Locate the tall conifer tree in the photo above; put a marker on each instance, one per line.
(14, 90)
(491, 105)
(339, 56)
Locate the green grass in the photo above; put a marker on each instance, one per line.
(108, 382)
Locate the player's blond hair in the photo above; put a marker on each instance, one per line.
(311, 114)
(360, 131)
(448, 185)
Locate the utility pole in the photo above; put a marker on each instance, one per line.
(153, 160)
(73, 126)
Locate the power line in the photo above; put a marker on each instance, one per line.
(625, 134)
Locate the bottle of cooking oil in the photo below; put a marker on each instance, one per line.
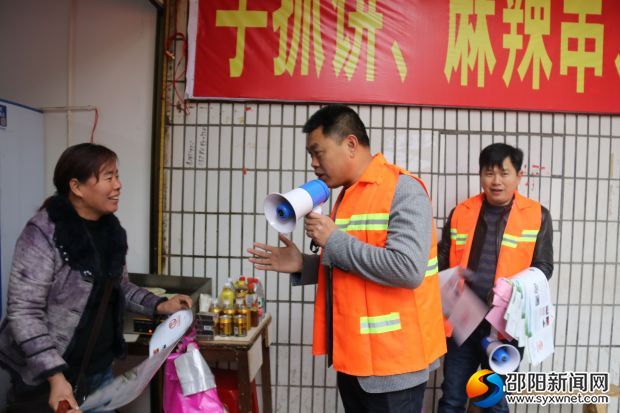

******

Written request: Please give all the records above as a numbered list, one line per item, with blank lines and pictures left out.

Complete output:
1. Locate the tall conifer tree in the photo above; put a marker on each instance, one per line.
2. (14, 90)
3. (491, 105)
4. (339, 56)
5. Locate the green grass in the photo above; put a marker on each instance, one per line.
6. (108, 382)
7. Locate the player's blond hair in the photo above; put a marker on each instance, one per line.
8. (311, 114)
9. (360, 131)
10. (448, 185)
11. Locate the utility pole in the photo above; put a marker on each instance, one per line.
12. (153, 160)
13. (73, 126)
14. Locate the power line in the photo above; put a marker on each instance, one per line.
15. (625, 134)
16. Locate the bottle of cooking oil in the photo below; put a marker on each instance, one per line.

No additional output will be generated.